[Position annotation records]
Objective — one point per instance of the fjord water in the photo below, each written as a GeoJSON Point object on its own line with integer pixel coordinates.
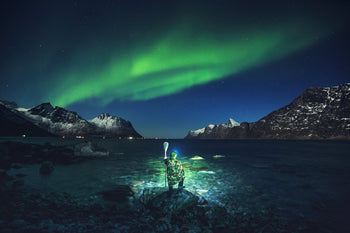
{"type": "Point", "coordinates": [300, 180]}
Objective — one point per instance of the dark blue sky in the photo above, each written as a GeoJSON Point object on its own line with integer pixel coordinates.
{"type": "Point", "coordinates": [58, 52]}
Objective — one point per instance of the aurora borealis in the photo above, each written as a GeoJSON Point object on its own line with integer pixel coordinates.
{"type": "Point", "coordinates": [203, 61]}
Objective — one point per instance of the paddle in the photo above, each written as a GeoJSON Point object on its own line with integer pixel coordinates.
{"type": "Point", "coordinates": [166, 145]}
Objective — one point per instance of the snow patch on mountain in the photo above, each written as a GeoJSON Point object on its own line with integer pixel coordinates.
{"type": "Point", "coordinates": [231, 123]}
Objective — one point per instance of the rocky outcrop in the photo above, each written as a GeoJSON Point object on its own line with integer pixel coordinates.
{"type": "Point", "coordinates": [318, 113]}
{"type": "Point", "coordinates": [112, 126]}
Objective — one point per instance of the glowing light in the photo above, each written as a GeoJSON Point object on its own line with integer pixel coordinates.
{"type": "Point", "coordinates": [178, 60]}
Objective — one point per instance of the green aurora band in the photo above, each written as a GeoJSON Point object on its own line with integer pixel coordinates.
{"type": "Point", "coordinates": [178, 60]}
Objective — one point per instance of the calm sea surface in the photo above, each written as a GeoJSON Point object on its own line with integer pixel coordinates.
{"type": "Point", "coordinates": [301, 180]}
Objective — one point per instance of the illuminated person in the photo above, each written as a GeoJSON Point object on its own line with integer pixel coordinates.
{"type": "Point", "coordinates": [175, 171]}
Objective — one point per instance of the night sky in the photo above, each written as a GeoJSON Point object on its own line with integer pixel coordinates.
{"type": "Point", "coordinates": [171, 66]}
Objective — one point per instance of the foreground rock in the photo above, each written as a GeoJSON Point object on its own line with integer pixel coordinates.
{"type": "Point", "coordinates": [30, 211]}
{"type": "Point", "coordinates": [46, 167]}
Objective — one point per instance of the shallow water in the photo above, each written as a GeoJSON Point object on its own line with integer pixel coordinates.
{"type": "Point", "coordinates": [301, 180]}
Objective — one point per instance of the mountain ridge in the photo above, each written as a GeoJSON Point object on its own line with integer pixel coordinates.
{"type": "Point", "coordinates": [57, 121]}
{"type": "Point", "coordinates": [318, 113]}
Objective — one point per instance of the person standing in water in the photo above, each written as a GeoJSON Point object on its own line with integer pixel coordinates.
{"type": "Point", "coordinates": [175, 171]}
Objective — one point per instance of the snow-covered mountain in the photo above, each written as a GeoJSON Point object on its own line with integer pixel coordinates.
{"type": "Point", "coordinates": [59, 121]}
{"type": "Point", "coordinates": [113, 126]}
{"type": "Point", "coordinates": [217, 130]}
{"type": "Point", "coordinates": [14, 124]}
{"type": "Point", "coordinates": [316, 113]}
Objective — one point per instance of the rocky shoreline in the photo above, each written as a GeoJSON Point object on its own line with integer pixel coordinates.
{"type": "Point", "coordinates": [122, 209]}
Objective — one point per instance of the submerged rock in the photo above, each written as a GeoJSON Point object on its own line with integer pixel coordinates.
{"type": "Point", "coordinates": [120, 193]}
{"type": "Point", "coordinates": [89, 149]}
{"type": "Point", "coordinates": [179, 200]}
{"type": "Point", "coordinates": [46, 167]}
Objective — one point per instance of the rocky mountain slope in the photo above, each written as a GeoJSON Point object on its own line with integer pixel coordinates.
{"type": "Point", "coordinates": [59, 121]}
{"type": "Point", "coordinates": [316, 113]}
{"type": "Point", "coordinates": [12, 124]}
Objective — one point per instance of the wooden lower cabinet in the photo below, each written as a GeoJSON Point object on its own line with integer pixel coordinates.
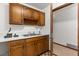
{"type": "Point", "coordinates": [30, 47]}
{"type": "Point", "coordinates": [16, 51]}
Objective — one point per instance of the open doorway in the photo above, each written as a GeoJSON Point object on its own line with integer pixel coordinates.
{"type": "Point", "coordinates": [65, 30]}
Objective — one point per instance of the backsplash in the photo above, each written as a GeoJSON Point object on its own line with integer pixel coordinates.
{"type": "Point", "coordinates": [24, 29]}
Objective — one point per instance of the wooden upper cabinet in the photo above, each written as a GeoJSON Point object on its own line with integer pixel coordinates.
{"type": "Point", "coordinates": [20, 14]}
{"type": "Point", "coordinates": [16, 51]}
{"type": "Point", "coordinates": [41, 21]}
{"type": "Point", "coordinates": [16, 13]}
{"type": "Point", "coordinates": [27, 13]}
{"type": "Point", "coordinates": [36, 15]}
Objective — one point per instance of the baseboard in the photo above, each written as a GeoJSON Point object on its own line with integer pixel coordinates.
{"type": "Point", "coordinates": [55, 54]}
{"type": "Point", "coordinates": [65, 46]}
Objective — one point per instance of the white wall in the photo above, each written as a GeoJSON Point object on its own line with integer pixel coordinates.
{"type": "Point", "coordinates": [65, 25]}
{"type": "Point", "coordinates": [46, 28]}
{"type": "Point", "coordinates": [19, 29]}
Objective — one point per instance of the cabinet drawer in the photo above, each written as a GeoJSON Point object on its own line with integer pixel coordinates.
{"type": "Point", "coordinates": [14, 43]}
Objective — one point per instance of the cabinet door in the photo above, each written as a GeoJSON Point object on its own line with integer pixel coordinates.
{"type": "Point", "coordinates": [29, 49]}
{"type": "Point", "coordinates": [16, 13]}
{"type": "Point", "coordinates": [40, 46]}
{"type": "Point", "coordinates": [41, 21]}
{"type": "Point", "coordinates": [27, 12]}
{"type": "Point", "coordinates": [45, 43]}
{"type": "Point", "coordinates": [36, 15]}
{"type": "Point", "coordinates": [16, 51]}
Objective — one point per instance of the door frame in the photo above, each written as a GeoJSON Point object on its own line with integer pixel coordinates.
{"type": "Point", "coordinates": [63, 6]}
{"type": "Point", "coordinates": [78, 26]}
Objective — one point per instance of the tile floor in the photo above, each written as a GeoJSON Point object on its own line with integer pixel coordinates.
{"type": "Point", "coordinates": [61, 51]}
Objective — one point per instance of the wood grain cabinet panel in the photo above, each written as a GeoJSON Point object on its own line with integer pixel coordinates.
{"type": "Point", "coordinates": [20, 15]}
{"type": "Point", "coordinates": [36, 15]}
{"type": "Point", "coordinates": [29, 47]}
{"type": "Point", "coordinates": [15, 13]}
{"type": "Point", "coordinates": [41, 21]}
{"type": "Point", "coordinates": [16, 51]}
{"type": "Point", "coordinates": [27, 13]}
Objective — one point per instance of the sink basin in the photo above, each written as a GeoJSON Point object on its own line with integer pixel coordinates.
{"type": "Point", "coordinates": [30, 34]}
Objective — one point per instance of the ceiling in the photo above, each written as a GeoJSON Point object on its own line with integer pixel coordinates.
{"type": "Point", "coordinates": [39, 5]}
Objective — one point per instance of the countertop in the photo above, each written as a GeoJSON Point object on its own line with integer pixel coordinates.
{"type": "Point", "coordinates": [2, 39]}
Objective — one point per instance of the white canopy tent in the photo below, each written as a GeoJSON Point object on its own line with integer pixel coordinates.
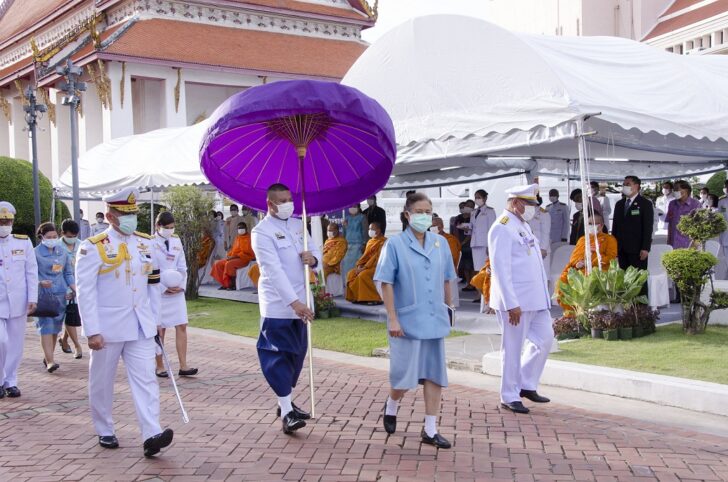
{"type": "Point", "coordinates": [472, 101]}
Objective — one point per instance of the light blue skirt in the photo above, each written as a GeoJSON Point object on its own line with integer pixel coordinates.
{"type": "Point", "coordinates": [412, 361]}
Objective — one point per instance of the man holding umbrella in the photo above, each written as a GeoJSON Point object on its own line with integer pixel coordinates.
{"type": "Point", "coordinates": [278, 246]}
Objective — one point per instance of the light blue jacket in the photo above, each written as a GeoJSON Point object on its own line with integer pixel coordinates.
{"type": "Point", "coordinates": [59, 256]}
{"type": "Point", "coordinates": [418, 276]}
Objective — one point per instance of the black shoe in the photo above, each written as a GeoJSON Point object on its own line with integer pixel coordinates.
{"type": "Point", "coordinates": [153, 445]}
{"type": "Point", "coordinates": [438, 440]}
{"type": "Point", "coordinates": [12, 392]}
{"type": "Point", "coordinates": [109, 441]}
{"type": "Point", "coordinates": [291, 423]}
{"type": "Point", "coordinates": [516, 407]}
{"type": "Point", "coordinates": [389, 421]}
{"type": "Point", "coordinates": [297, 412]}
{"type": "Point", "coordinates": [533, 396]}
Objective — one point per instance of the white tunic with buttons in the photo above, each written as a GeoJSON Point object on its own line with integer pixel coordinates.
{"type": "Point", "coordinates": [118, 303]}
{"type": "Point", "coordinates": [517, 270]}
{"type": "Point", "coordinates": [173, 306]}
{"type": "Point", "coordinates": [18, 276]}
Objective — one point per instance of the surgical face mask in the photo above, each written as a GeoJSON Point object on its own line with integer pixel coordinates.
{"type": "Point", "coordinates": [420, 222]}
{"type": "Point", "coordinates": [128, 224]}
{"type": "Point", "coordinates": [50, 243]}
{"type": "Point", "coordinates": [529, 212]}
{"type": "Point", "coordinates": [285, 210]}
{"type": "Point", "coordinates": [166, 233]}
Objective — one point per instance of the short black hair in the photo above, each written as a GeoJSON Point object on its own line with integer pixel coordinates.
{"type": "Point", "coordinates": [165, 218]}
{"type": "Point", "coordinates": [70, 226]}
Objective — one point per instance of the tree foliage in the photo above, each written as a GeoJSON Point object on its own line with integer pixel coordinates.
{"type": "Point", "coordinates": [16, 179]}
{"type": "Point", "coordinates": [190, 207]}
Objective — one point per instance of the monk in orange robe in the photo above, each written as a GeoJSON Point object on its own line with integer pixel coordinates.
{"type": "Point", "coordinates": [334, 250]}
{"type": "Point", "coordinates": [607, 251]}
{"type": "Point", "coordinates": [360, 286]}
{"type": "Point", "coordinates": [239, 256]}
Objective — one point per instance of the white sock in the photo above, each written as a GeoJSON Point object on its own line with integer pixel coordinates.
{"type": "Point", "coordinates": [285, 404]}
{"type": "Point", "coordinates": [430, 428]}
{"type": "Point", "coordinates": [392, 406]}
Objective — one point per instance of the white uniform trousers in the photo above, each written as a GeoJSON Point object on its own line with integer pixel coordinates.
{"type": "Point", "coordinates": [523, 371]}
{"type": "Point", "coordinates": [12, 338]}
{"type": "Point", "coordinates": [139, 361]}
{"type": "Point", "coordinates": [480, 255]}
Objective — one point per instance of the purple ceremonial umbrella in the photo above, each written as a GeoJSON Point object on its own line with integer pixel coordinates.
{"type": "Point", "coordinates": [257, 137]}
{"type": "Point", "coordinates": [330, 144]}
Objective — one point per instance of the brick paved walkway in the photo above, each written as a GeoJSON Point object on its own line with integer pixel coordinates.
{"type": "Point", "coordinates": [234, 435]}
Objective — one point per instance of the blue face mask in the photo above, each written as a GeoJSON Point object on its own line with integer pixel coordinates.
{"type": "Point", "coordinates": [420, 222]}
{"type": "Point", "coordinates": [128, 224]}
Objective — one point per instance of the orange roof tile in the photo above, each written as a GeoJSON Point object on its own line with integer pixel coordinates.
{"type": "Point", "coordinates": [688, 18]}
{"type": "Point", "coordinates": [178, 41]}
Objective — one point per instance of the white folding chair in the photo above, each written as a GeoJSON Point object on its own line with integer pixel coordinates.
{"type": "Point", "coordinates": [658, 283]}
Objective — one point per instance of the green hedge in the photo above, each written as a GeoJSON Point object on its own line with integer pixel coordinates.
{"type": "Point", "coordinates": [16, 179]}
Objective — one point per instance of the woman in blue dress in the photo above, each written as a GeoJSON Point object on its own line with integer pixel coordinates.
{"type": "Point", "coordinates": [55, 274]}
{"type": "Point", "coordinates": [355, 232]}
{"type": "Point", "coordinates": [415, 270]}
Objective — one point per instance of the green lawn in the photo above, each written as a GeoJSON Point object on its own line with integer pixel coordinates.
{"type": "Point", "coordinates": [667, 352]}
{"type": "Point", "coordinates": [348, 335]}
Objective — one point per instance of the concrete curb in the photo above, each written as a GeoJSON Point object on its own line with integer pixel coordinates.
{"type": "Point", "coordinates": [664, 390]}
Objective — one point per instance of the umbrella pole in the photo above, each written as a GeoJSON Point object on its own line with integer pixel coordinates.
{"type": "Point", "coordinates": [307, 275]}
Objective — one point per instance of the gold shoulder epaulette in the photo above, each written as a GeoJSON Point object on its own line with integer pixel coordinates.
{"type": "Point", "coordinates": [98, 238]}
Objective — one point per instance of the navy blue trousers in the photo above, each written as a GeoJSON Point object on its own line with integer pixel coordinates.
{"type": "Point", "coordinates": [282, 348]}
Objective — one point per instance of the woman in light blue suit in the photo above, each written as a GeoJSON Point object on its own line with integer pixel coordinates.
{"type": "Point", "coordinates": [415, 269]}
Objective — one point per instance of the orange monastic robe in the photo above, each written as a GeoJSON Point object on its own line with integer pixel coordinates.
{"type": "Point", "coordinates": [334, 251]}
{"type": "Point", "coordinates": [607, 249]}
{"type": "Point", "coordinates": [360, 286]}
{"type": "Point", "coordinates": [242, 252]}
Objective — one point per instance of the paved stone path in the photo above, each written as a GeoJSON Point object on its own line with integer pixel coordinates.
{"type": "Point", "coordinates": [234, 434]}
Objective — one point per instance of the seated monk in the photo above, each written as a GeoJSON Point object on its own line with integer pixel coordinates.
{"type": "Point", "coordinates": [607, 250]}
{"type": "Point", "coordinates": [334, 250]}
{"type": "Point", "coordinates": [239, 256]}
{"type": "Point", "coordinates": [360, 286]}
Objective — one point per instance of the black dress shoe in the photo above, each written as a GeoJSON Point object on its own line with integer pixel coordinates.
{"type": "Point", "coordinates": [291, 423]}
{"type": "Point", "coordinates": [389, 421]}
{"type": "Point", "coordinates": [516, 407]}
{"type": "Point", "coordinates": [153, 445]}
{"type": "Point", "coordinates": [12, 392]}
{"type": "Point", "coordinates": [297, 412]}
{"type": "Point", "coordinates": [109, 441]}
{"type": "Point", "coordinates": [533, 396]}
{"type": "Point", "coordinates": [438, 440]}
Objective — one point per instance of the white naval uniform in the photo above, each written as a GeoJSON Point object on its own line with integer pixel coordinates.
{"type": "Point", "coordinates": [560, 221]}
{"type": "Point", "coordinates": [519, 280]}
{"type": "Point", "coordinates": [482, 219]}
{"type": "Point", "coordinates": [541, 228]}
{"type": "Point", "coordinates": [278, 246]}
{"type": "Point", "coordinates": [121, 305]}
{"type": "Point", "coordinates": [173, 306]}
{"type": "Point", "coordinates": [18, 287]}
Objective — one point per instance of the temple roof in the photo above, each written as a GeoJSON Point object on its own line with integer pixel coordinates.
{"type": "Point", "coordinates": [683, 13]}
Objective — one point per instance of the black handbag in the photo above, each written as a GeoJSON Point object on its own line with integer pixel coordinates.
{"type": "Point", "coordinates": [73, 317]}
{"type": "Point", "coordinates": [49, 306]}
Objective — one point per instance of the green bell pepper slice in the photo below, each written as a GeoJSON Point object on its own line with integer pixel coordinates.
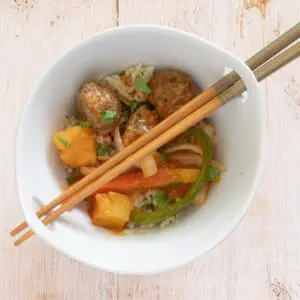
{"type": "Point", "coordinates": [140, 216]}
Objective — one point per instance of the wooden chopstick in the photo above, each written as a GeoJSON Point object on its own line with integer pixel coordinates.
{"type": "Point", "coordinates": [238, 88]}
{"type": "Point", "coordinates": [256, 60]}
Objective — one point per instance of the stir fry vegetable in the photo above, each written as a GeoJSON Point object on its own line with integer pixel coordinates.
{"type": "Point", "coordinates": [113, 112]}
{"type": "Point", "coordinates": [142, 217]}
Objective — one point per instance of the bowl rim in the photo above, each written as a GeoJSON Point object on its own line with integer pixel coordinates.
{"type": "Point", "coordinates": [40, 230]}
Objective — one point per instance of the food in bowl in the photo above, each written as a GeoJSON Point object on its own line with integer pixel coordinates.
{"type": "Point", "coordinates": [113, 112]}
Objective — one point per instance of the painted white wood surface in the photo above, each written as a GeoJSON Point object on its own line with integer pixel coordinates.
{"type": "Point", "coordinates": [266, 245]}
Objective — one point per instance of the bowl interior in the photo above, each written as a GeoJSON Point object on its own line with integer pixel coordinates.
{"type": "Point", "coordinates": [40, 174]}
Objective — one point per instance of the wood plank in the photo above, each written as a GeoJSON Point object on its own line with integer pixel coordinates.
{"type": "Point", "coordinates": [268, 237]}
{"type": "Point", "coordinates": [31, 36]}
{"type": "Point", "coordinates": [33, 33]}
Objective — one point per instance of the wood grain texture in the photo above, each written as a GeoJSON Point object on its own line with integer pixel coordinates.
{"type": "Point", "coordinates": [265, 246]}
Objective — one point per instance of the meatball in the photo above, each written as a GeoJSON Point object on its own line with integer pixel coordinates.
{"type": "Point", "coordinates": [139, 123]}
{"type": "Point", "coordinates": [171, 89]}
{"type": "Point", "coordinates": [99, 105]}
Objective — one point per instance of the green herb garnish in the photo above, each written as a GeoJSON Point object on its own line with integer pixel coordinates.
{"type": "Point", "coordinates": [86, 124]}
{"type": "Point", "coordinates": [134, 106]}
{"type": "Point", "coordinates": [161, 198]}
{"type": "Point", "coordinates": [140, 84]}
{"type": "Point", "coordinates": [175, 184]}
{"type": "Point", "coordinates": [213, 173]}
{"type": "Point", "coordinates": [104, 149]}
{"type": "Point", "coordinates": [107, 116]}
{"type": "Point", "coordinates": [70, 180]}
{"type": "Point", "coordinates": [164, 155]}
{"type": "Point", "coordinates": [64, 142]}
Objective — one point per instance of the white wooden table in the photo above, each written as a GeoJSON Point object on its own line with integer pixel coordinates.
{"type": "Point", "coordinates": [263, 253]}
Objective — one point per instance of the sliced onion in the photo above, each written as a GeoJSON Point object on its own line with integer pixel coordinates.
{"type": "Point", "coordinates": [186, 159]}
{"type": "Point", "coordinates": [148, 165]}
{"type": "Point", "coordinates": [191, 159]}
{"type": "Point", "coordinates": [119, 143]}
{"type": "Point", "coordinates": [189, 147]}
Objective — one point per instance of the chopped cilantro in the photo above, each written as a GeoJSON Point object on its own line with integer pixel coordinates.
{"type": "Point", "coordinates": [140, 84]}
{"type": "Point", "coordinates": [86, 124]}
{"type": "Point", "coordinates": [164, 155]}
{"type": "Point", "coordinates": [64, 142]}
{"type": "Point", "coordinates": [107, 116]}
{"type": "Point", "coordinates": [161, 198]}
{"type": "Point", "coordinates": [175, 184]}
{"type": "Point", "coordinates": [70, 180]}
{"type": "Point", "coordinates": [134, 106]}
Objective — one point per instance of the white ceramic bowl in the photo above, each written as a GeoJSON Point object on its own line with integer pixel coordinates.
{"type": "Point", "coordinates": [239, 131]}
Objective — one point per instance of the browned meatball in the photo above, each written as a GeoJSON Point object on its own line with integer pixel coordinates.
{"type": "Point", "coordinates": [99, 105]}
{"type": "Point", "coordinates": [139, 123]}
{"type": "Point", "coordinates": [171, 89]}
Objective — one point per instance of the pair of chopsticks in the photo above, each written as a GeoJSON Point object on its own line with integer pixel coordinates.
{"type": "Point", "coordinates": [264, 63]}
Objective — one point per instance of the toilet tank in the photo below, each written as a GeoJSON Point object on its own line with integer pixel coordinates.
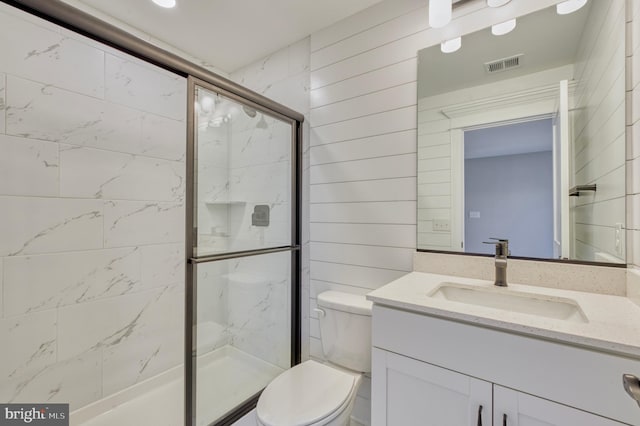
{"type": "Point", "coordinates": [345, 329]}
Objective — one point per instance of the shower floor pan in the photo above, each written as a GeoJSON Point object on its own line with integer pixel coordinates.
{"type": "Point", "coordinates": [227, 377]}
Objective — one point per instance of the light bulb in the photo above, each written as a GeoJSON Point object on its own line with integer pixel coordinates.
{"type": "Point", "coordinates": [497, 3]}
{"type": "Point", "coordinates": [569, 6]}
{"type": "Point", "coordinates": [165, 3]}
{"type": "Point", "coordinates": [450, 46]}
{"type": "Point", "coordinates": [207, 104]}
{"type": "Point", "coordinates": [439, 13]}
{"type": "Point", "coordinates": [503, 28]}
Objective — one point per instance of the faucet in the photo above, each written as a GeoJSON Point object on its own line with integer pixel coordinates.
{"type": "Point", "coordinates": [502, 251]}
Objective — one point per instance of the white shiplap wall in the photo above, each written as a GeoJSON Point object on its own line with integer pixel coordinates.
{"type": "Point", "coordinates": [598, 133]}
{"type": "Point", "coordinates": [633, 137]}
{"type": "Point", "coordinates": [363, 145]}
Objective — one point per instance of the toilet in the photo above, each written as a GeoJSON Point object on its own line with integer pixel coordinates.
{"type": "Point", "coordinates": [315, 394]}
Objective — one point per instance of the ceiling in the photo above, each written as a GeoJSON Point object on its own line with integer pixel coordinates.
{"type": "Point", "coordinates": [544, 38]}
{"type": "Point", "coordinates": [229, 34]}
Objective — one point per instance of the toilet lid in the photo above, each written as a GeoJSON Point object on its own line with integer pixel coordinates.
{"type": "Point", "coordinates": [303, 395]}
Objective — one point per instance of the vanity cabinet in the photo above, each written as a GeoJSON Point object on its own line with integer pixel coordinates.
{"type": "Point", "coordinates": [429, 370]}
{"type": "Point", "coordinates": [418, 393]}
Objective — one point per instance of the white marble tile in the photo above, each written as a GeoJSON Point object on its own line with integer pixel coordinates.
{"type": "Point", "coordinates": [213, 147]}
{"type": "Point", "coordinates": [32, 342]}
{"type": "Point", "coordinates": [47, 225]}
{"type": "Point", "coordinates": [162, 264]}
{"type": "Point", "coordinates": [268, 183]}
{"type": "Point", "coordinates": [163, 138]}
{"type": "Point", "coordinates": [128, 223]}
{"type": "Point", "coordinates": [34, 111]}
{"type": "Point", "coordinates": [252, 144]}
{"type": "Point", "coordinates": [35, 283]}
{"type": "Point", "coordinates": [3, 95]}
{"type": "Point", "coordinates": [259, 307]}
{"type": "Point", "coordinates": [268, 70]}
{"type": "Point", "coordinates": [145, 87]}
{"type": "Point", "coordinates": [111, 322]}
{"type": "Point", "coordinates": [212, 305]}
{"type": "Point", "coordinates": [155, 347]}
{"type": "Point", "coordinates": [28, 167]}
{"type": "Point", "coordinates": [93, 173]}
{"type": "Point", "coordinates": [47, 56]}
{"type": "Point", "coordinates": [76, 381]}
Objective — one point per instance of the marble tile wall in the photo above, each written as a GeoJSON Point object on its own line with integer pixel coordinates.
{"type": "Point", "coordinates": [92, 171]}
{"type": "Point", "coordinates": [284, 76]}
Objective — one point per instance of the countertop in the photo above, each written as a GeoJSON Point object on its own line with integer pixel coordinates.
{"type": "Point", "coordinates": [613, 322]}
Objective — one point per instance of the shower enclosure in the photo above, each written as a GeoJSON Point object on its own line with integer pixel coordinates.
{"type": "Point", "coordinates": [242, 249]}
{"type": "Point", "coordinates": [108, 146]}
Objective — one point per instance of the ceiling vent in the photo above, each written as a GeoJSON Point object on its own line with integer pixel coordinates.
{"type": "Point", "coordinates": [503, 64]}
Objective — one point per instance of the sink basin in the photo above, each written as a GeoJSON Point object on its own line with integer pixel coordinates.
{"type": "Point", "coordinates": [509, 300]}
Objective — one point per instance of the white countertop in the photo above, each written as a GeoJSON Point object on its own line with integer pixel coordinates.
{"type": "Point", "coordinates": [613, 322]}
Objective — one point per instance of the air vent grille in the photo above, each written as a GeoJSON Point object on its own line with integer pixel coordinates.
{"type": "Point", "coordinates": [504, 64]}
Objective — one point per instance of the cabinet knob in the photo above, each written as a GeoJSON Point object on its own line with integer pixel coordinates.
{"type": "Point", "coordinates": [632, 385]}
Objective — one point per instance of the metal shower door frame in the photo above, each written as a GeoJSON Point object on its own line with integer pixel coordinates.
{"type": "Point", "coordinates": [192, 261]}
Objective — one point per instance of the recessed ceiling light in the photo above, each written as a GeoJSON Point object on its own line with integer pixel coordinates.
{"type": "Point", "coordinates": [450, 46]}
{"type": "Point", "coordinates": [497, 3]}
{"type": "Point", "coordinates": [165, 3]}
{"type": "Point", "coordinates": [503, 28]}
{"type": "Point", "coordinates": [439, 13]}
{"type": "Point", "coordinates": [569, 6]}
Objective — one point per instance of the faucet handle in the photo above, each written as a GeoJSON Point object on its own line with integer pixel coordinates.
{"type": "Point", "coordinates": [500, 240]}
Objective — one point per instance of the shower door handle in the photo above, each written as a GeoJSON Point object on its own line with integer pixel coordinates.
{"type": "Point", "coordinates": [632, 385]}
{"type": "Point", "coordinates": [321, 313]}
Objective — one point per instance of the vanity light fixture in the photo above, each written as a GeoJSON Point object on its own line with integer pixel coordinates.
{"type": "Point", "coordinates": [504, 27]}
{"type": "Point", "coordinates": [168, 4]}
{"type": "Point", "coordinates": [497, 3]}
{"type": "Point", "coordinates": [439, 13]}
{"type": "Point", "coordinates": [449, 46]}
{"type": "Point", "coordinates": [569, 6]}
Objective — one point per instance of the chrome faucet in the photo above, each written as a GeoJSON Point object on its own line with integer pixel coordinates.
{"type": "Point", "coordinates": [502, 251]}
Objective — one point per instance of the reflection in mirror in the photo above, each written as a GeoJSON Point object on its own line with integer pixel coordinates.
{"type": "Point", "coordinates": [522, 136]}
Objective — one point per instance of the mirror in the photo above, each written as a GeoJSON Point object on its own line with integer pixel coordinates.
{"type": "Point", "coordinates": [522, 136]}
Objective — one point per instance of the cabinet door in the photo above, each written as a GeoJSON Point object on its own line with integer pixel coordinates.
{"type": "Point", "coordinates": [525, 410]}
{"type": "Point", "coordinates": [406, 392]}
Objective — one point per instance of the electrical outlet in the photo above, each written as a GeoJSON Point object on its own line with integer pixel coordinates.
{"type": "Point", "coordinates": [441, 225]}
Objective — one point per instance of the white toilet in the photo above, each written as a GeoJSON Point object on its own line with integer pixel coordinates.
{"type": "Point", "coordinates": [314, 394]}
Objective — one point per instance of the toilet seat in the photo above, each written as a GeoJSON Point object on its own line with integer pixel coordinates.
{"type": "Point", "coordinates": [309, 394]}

● **AIM**
Quote, without alteration, the final stretch of the entries: the line with "Objective — one point per instance of the chrome" onward to the last line.

● **RESULT OF THIS TASK**
Objective — one point per instance of the chrome faucet in the photo above, each written as a GeoJSON Point object on its own line with integer pixel coordinates.
{"type": "Point", "coordinates": [502, 251]}
Objective — one point per instance of the reflection in mirror in the photo above, each written as a GeoJSON Point object on its own line with integer pixel coordinates.
{"type": "Point", "coordinates": [522, 136]}
Objective — one point per instance of the mirror in the photo above, each written as a GeoJSON Point object on its own line with integer pixel coordinates.
{"type": "Point", "coordinates": [522, 136]}
Objective — one point per instance of the cabinet door in the photo above, each written as a GeoJSON Point object on its own line with integer pixel coordinates.
{"type": "Point", "coordinates": [525, 410]}
{"type": "Point", "coordinates": [406, 392]}
Objective — one point per instance of the electrical outlet in the photo above, each written as a GeoJSON Point object on its own line with integer pixel coordinates.
{"type": "Point", "coordinates": [441, 225]}
Objective — one point per instance of the white toilet in the photo above, each written as a GeoJSON Point object on its own line with integer pixel coordinates.
{"type": "Point", "coordinates": [314, 394]}
Objective — one point per instance of the toilet seat in the photo above, each written as a GeoJSON Point object on its own line with integer pixel coordinates.
{"type": "Point", "coordinates": [309, 394]}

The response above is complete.